Copy the palladium price commentary below in full, word for word.

▶ _Given passage_
◇ ◇ ◇ ◇ ◇ ◇ ◇
As this is being written, palladium notched its highest close in 14 years, with the nearby futures' contract finishing on the highs of the week at $909.55 the ounce. With the caveat that chart interpretations are to some extent art - subject to being interpreted in the eye of the beholder - the science they also represent almost compels us to have a look and see what reading the tea leaves of the daily-monthly-yearly price tracks might tell us.
Source: All charts in this report, courtesy of Stockcharts.com
First, we have a series of higher highs and higher lows, the classic shape of a bullish trend on the run - upward! Second, from the daily chart we can see that so far, there have been three times when a $50 decline took place. In each instance, the price powered higher soon thereafter, shooting up into new high ground. The moral? Whether accumulating or taking a new position, consider buying into $50 declines. This works for futures traders, but also can help stock investors who want to buy a producer or one of the several actively-trading PGM ETFs. So, buy the dips until you think it's over; just be careful about overstaying your welcome, trying to grasp that last "one-eighth" and running the risk of becoming a dip yourself.
◇ ◇ ◇ ◇ ◇ ◇ ◇
▶ _Data section_
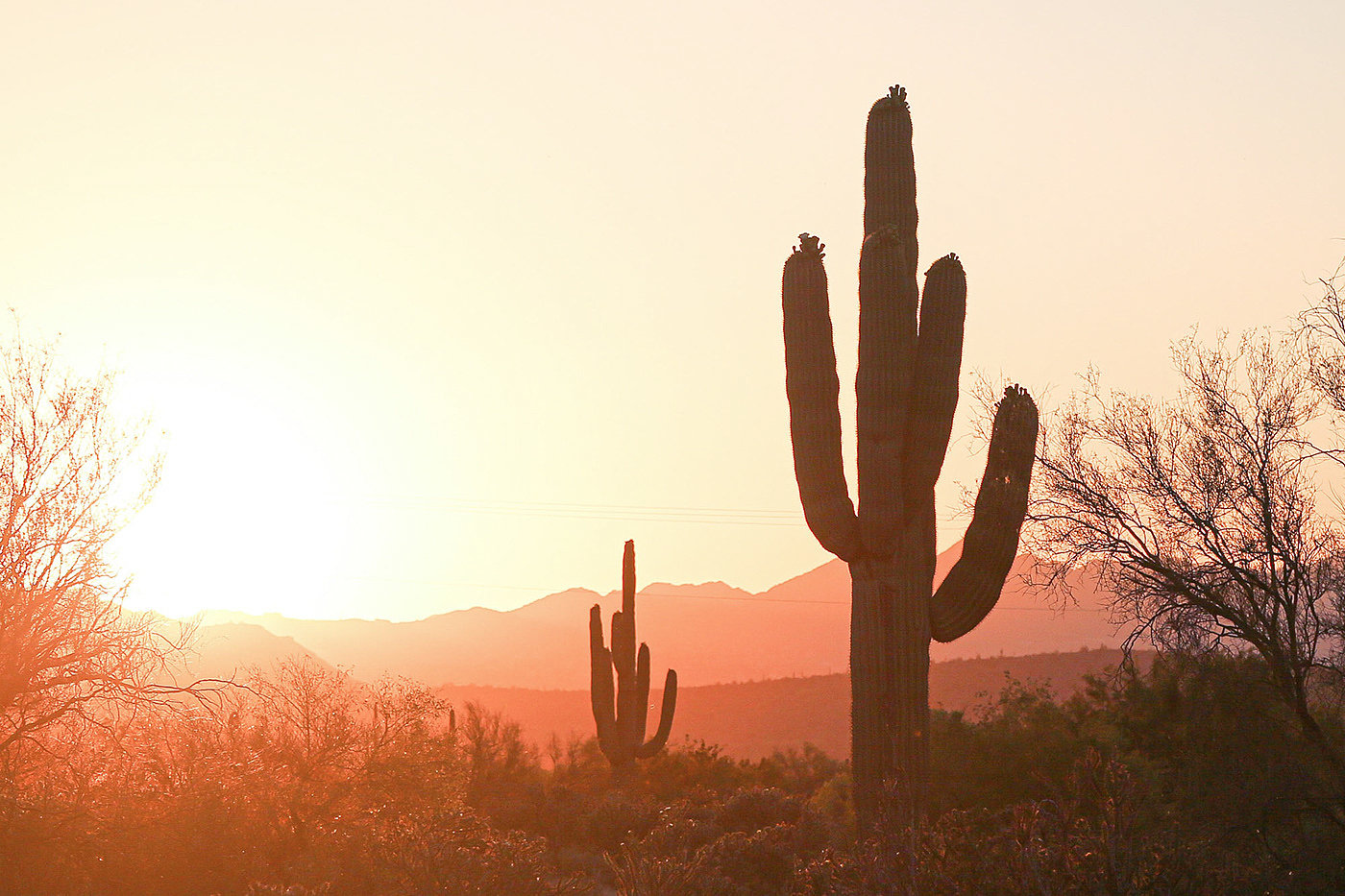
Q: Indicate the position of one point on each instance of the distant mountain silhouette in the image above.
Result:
◇ ◇ ◇ ◇ ◇ ◇ ◇
▶ _The solution_
As this is being written, palladium notched its highest close in 14 years, with the nearby futures' contract finishing on the highs of the week at $909.55 the ounce. With the caveat that chart interpretations are to some extent art - subject to being interpreted in the eye of the beholder - the science they also represent almost compels us to have a look and see what reading the tea leaves of the daily-monthly-yearly price tracks might tell us.
Source: All charts in this report, courtesy of Stockcharts.com
First, we have a series of higher highs and higher lows, the classic shape of a bullish trend on the run - upward! Second, from the daily chart we can see that so far, there have been three times when a $50 decline took place. In each instance, the price powered higher soon thereafter, shooting up into new high ground. The moral? Whether accumulating or taking a new position, consider buying into $50 declines. This works for futures traders, but also can help stock investors who want to buy a producer or one of the several actively-trading PGM ETFs. So, buy the dips until you think it's over; just be careful about overstaying your welcome, trying to grasp that last "one-eighth" and running the risk of becoming a dip yourself.